Extrait:
Nouvelle saison d’art, Chaumont-sur-Loire : aux confins du merveilleux

Olivier Leroi intervention in situ Domaine de Chaumont-sur-Loire 2025 photo Eric Sander

Ouverture de la Saison d’art 2025 au Domaine de Chaumont-sur-Loire et son annexe le Bois des Chambres lodge éco-responsable au bord d’un étang, pour vivre une expérience extra-sensible où il est question d’impermanence, de dialogue avec le vivant, de cabane et de forêt primaire, dans une certaine économie du geste. Seul bémol : peu d’artistes internationaux (baisse de budget ou souci d’empreinte écologique ?) dans ce panorama qui incite à aiguiser son regard et rester aux aguets selon l’expression de Chantal Colleu-Dumond, maîtresse des lieux toujours très inspirée. 

Cette quête de l’étrange et du merveilleux commence avec Olivier Leroi qui a disséminé un peu partout dans le parc et l’aile ouest du château ses détails : des miroirs, un œuf, une chouette, une plume d’oie sauvage ou de faisan vénéré, sur le ton de l’humour et du surréalisme. Précision qui a son importance : Olivier Leroi a d’abord été forestier avant de devenir artiste. 

Dans la clairière des lierres, la sculpture en bronze de Stéphane Erouane Dumas « Les âmes sœurs » inspirée par les falaises crayeuses de Normandie joue des porosités entre métal et végétal, céramique et sculpture. L’artiste entretient un lien en continu avec Chaumont ayant exposé son projet monumental pour la Verrière Hermès Bruxelles en 2014. Deux ans plus tard il revient autour de peintures de forêts saisies par le gel de l’hiver. Ses nouvelles expérimentations de la céramique sont dévoilées à Chaumont également devant le bassin de la cour de la ferme. 

Nicolas Alquin, Bois Révélés, Domaine de Chaumont-sur-Loire 2025 photo Eric Sander

Autre sculpteur, Nicolas Alquin qui dans la Grange aux abeilles révèle ces grandes silhouettes de cyclopes aveugles échappés de la forge de Vulcain dont les influences des arts premiers sont palpables. Un théâtre d’ombres dans cet espace/écrin.

Extraits des données:
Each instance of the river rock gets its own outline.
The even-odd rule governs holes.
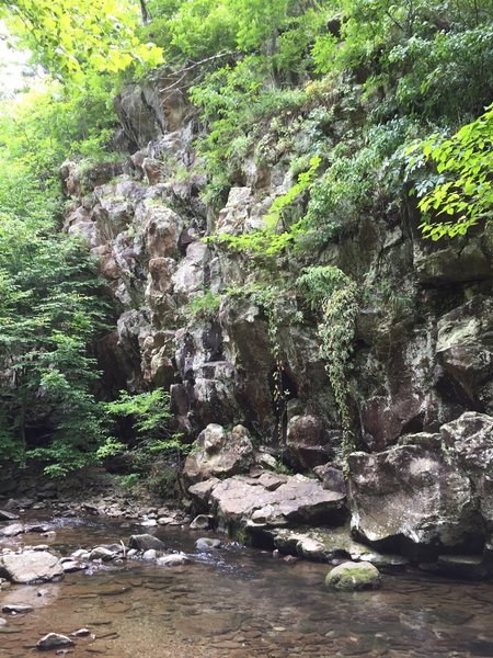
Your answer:
[[[378,589],[381,585],[377,567],[369,563],[343,563],[334,567],[325,577],[325,585],[332,589],[354,591]]]
[[[62,559],[61,568],[66,574],[73,574],[74,571],[83,571],[89,568],[89,565],[80,563],[76,559]]]
[[[51,649],[62,649],[66,647],[73,647],[74,643],[70,637],[61,635],[60,633],[48,633],[39,639],[36,648],[41,651],[49,651]]]
[[[0,556],[0,575],[12,582],[30,585],[64,578],[64,568],[56,555],[47,551],[24,552]]]
[[[129,548],[135,548],[136,551],[144,551],[144,552],[149,551],[151,548],[153,548],[156,551],[164,551],[165,549],[165,546],[161,542],[161,540],[158,540],[158,537],[154,537],[153,535],[150,535],[150,534],[131,535],[128,541],[128,546],[129,546]]]
[[[23,532],[24,525],[22,523],[11,523],[10,525],[7,525],[0,530],[0,534],[2,534],[4,537],[14,537]]]
[[[220,548],[220,540],[211,540],[209,537],[200,537],[195,542],[197,551],[210,551],[211,548]]]
[[[19,519],[19,514],[8,512],[7,510],[0,510],[0,521],[15,521]]]
[[[436,434],[349,456],[352,527],[420,561],[480,549],[493,522],[493,418],[466,412]]]
[[[186,457],[184,474],[192,483],[213,476],[228,477],[244,473],[254,462],[253,444],[248,430],[236,426],[227,432],[220,424],[208,424],[200,432]]]
[[[344,494],[302,475],[266,476],[234,476],[213,488],[210,508],[222,529],[335,524],[344,519]]]
[[[10,603],[9,605],[2,605],[2,612],[5,614],[26,614],[33,612],[34,608],[27,603]]]
[[[115,559],[116,554],[104,546],[96,546],[89,554],[89,559],[102,559],[103,561],[111,561]]]
[[[163,555],[162,557],[158,557],[156,564],[159,567],[180,567],[182,565],[192,564],[192,560],[184,553],[173,553],[171,555]]]
[[[70,635],[72,637],[88,637],[88,635],[91,635],[91,631],[89,631],[89,628],[79,628],[78,631],[73,631]]]
[[[191,530],[209,530],[210,527],[210,517],[206,514],[198,514],[190,524]]]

Consigne: Réécrivez le passage de l'extrait qui commence par « Dans la clairière » et se termine par « de la ferme. », en remplaçant « falaises crayeuses » par « falaises blanches ».

Votre réponse:
Dans la clairière des lierres, la sculpture en bronze de Stéphane Erouane Dumas « Les âmes sœurs » inspirée par les falaises blanches de Normandie joue des porosités entre métal et végétal, céramique et sculpture. L’artiste entretient un lien en continu avec Chaumont ayant exposé son projet monumental pour la Verrière Hermès Bruxelles en 2014. Deux ans plus tard il revient autour de peintures de forêts saisies par le gel de l’hiver. Ses nouvelles expérimentations de la céramique sont dévoilées à Chaumont également devant le bassin de la cour de la ferme.